-- Data under study follows --
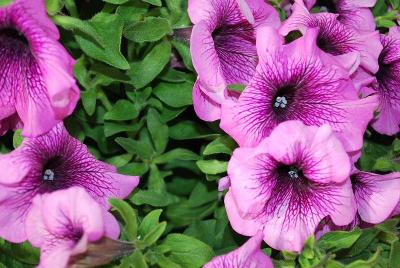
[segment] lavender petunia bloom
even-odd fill
[[[304,34],[309,28],[317,28],[319,49],[316,53],[321,54],[320,57],[334,58],[350,74],[358,65],[371,73],[378,71],[378,56],[382,50],[378,31],[358,31],[341,23],[337,14],[311,14],[302,0],[295,1],[292,11],[280,29],[281,34],[288,35],[296,30]]]
[[[99,204],[80,187],[38,195],[26,219],[29,242],[40,247],[40,268],[67,267],[70,256],[107,235]]]
[[[350,167],[328,125],[281,123],[258,146],[234,151],[225,196],[229,221],[243,235],[263,230],[275,249],[300,251],[325,217],[340,226],[353,221]]]
[[[23,135],[38,136],[74,110],[74,60],[58,39],[44,0],[0,8],[0,134],[23,124]]]
[[[400,201],[400,173],[354,170],[350,178],[360,222],[377,224],[389,218]]]
[[[262,239],[262,232],[258,232],[240,248],[213,258],[203,268],[273,268],[270,257],[260,249]]]
[[[223,103],[221,128],[240,146],[255,146],[287,120],[329,124],[348,152],[360,150],[376,96],[359,99],[347,73],[318,57],[316,29],[288,45],[273,32],[259,31],[256,74],[237,101]]]
[[[379,96],[379,114],[372,127],[381,134],[395,135],[400,131],[400,27],[381,35],[383,50],[379,71],[372,89]]]
[[[246,84],[257,65],[255,29],[280,26],[276,10],[263,0],[190,0],[194,26],[190,40],[199,75],[193,103],[201,118],[219,118],[229,84]],[[207,116],[207,113],[211,115]]]
[[[139,183],[138,177],[120,175],[114,166],[97,161],[62,123],[1,155],[0,170],[0,236],[16,243],[26,240],[26,215],[38,194],[80,186],[106,212],[108,198],[125,198]],[[115,226],[107,213],[105,221]],[[116,225],[114,236],[118,234]]]
[[[350,27],[362,31],[375,31],[375,19],[370,7],[376,0],[304,0],[308,9],[320,7],[330,13],[337,14],[337,19]]]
-- Data under study concluded --
Write the listing out a second time exactly, dropping all images.

# [Solution to this exercise]
[segment] lavender petunia bloom
even-odd fill
[[[304,34],[309,28],[317,28],[319,49],[316,53],[321,54],[320,57],[334,58],[350,74],[358,65],[371,73],[378,71],[378,56],[382,50],[378,31],[358,31],[341,23],[337,14],[311,14],[302,0],[295,1],[292,11],[280,29],[281,34],[288,35],[296,30]]]
[[[99,204],[80,187],[38,195],[26,219],[29,242],[40,247],[40,268],[67,267],[70,256],[107,235]]]
[[[350,167],[328,125],[281,123],[258,146],[234,151],[225,196],[229,221],[243,235],[263,230],[275,249],[300,251],[325,217],[340,226],[353,221]]]
[[[23,135],[38,136],[74,110],[74,60],[58,39],[44,0],[0,8],[0,134],[23,124]]]
[[[400,201],[400,173],[354,170],[350,178],[360,222],[377,224],[389,218]]]
[[[262,239],[262,232],[258,232],[240,248],[213,258],[203,268],[273,268],[270,257],[260,249]]]
[[[223,103],[221,128],[240,146],[255,146],[287,120],[329,124],[348,152],[360,150],[376,96],[359,99],[347,73],[318,57],[316,29],[288,45],[273,32],[259,31],[256,74],[237,101]]]
[[[379,96],[379,114],[372,127],[381,134],[395,135],[400,131],[400,27],[381,35],[383,50],[379,71],[372,89]]]
[[[246,84],[257,65],[255,29],[280,26],[276,10],[263,0],[190,0],[194,26],[190,40],[199,75],[193,103],[201,118],[219,118],[229,84]],[[207,116],[207,113],[211,115]]]
[[[139,183],[138,177],[120,175],[114,166],[97,161],[62,123],[1,155],[0,170],[0,236],[16,243],[26,240],[26,215],[38,194],[80,186],[106,212],[108,198],[125,198]],[[115,226],[107,213],[105,221]],[[116,225],[114,236],[118,234]]]
[[[350,27],[362,31],[375,31],[375,19],[370,7],[376,0],[304,0],[308,9],[320,7],[330,13],[337,14],[337,19]]]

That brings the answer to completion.